Text block
_ _ _ _ _ _ _

Winona County officials believe that keeping porn out of hotels will alleviate the $221 million spent on issues related to sexual violence (in 2006). They feel that this form of prevention will lead to lower law enforcement costs. Winona Daily News continues:
“It is logical to assume that prevention of certain criminal activities would reduce the costs of providing these services,” the issue paper states. “Prevention would also prevent the much greater social cost to the community.”
In an effort to keep county workers from viewing adult entertainment – and banning local hotels from selling it in order to get county business, the state could be doing far more harm than good. The question staring me in the face is a simple and important one: does the county bring hotels more business than porn?
For county workers, hotel stays entail local travel, so the business opportunity can’t be terribly high. The Winona Daily News notes that “law enforcement officials and other employees often require they spend the night in a hotel.”

_ _ _ _ _ _ _

Data excerpts

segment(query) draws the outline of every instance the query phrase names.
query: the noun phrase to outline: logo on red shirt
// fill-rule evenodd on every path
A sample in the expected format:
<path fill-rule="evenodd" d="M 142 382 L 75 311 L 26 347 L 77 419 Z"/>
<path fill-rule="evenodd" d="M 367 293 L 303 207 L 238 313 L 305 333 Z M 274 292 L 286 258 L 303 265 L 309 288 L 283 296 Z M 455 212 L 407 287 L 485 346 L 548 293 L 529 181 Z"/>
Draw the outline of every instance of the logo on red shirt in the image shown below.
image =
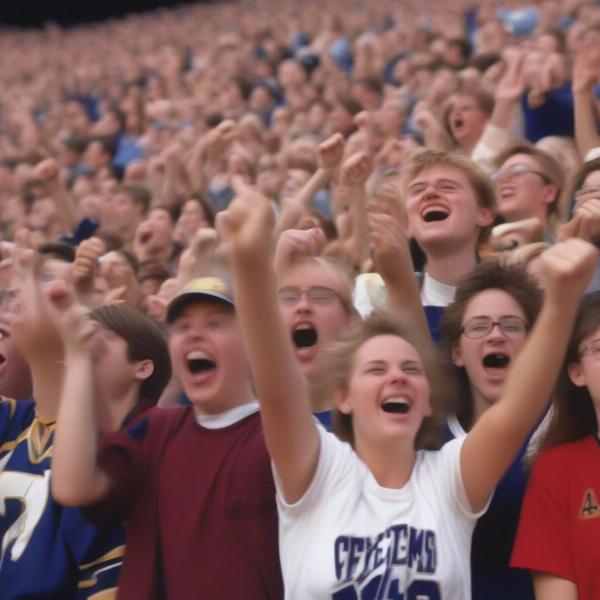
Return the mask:
<path fill-rule="evenodd" d="M 586 490 L 583 496 L 583 506 L 581 507 L 579 516 L 582 519 L 594 519 L 595 517 L 600 517 L 600 505 L 598 504 L 598 499 L 596 498 L 596 493 L 593 489 Z"/>

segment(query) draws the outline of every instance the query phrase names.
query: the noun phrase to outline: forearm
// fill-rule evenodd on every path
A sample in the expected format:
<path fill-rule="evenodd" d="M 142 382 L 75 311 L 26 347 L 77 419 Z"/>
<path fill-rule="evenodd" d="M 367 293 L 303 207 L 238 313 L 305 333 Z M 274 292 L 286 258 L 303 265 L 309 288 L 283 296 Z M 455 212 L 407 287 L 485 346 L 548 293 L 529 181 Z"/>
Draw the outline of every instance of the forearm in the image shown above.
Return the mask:
<path fill-rule="evenodd" d="M 77 227 L 77 210 L 71 194 L 60 184 L 53 186 L 51 190 L 52 199 L 56 204 L 58 213 L 65 231 L 72 232 Z"/>
<path fill-rule="evenodd" d="M 505 435 L 522 441 L 550 401 L 577 312 L 577 303 L 545 303 L 494 407 Z"/>
<path fill-rule="evenodd" d="M 315 194 L 326 185 L 329 184 L 333 178 L 333 169 L 317 169 L 311 176 L 311 178 L 302 186 L 295 200 L 305 209 L 310 210 L 312 208 L 312 201 Z"/>
<path fill-rule="evenodd" d="M 592 148 L 600 146 L 591 90 L 573 90 L 573 107 L 575 112 L 575 141 L 579 154 L 584 157 Z"/>
<path fill-rule="evenodd" d="M 348 200 L 352 219 L 352 258 L 354 264 L 360 266 L 369 257 L 369 227 L 364 186 L 349 188 Z"/>
<path fill-rule="evenodd" d="M 89 504 L 102 495 L 95 395 L 91 356 L 69 357 L 52 457 L 52 492 L 67 506 Z"/>
<path fill-rule="evenodd" d="M 265 440 L 285 497 L 293 502 L 310 484 L 319 453 L 307 384 L 279 316 L 268 258 L 234 254 L 233 270 L 236 311 L 261 403 Z"/>
<path fill-rule="evenodd" d="M 29 359 L 36 414 L 42 421 L 55 421 L 64 376 L 62 356 Z"/>

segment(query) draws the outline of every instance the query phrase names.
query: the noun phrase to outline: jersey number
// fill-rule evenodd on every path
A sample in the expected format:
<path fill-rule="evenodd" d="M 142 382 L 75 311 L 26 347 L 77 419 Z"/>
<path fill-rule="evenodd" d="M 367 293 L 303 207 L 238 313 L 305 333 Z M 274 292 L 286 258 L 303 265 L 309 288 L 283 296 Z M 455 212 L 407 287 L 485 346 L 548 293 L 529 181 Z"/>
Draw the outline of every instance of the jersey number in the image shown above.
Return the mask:
<path fill-rule="evenodd" d="M 21 514 L 6 530 L 2 538 L 0 565 L 4 561 L 7 548 L 13 544 L 10 558 L 19 560 L 33 532 L 44 514 L 50 491 L 50 470 L 44 475 L 32 475 L 19 471 L 2 471 L 0 473 L 0 517 L 6 515 L 7 501 L 17 500 L 23 506 Z"/>

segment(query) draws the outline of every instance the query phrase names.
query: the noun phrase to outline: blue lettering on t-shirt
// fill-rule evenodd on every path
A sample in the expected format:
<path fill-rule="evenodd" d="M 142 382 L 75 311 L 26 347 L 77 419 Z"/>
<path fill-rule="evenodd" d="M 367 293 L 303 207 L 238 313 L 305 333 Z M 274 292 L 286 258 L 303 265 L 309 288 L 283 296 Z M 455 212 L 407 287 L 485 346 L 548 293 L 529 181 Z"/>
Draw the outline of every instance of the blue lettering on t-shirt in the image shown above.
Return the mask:
<path fill-rule="evenodd" d="M 405 524 L 374 537 L 338 536 L 334 600 L 438 600 L 435 532 Z M 428 579 L 422 579 L 429 576 Z"/>

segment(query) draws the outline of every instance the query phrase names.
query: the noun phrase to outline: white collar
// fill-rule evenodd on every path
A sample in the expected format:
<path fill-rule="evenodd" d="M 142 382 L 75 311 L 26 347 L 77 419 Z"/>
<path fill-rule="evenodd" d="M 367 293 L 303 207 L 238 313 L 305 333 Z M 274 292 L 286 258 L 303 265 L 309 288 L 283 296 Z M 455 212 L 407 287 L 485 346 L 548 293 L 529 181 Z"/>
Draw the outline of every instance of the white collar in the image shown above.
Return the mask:
<path fill-rule="evenodd" d="M 421 287 L 423 306 L 448 306 L 454 302 L 455 293 L 456 286 L 442 283 L 425 273 Z"/>
<path fill-rule="evenodd" d="M 259 408 L 258 402 L 254 400 L 248 404 L 230 408 L 218 415 L 196 415 L 196 423 L 202 425 L 202 427 L 206 427 L 206 429 L 223 429 L 258 412 Z"/>

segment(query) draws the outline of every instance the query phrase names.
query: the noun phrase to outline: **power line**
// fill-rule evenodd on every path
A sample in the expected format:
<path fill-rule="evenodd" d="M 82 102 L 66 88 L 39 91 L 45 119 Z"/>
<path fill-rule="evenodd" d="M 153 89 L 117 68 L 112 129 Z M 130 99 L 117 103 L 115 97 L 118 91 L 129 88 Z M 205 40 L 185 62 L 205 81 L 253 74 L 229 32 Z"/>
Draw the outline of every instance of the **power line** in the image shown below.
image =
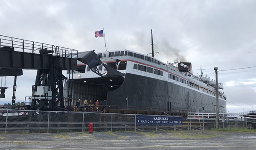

_ _ _ _ _ _ _

Exercise instructions
1. Repeat, word for word, the stretch of the Winona County text from "Winona County officials" through "business than porn?".
2. In the Winona County text, how much was spent on issues related to sexual violence in 2006?

Task-by-task outputs
1.
Winona County officials believe that keeping porn out of hotels will alleviate the $221 million spent on issues related to sexual violence (in 2006). They feel that this form of prevention will lead to lower law enforcement costs. Winona Daily News continues:
“It is logical to assume that prevention of certain criminal activities would reduce the costs of providing these services,” the issue paper states. “Prevention would also prevent the much greater social cost to the community.”
In an effort to keep county workers from viewing adult entertainment – and banning local hotels from selling it in order to get county business, the state could be doing far more harm than good. The question staring me in the face is a simple and important one: does the county bring hotels more business than porn?

2. $221 million